◆ Extrait choisi ◆
..........
Myriam Leroy

Vieilles canailles

Myriam Leroy Journaliste, chroniqueuse, écrivain

L’émission de caméras cachées flamandes Benidorm Bastards a remporté un Emmy. Son affligeant concept a été racheté jusqu’aux États-Unis.

La chronique de Myriam Leroy

On l’a tous fait: gueuler une saloperie bien fort dans la rue pour voir la réaction des passants. On avait 15 ans. On a trouvé ça drôle 5 minutes. Et puis on est passé à autre chose. La chaîne flamande 2BE, elle, fait durer la plaisanterie depuis 2 saisons télé. Avec en prime, pour rendre les obscénités plus cocasses, un casting de petits vieux indignes. Benidorm Bastards (on notera l’absence totale de lien de ce programme de caméras cachées avec la station balnéaire baraki de la Costa blanca) a été mis à l’antenne en mars 2010 et engrange depuis d’énormes succès d’audience.

Tellement que, de l’autre côté de la frontière linguistique, RTL lui a racheté non pas le concept mais le programme original, l’agrémentant pour la peine d’un doublage en français exécuté par une bande de comédiens au rabais (avoir 26 ans et devoir imiter la voix chevrotante des seniors, c’est un rabais) et de quelques situations tournées en francophonie. Là aussi, la blague fonctionne pas mal auprès du public. Et puis, il y a quelques jours, la consécration suprême: les Vieilles Canailles de Benidorm remportent un Emmy Award, un Oscar de la télévision, la récompense la plus prestigieuse qui puisse exister dans le domaine lors d’une cérémonie destinée à consacrer les meilleures productions cathodiques internationales. Dans la catégorie best comedy, ce sont donc nos amis flamands qui ont raflé le trophée au nez et à la barbe d’émissions brésiliennes, singapouriennes et anglaises. A cette occasion, on a appris que le programme avait été vendu dans une dizaine de pays, jusqu’aux Etats-Unis via le réseau bulldozer NBC.
..........
◆ Informations présentées ◆
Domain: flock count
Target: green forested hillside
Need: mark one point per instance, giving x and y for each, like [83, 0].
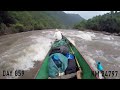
..........
◆ Consigne ◆
Pouvez-vous restituer, sans rien y changer, le passage de la chronique sur Benidorm Bastards qui s'ouvre sur les mots contenant « L’émission de caméras » et se clôt sur « d’énormes succès d’audience. » ? Ce matériel provient d'une autre source.

◆ Réponse rédigée ◆
L’émission de caméras cachées flamandes Benidorm Bastards a remporté un Emmy. Son affligeant concept a été racheté jusqu’aux États-Unis.

La chronique de Myriam Leroy

On l’a tous fait: gueuler une saloperie bien fort dans la rue pour voir la réaction des passants. On avait 15 ans. On a trouvé ça drôle 5 minutes. Et puis on est passé à autre chose. La chaîne flamande 2BE, elle, fait durer la plaisanterie depuis 2 saisons télé. Avec en prime, pour rendre les obscénités plus cocasses, un casting de petits vieux indignes. Benidorm Bastards (on notera l’absence totale de lien de ce programme de caméras cachées avec la station balnéaire baraki de la Costa blanca) a été mis à l’antenne en mars 2010 et engrange depuis d’énormes succès d’audience.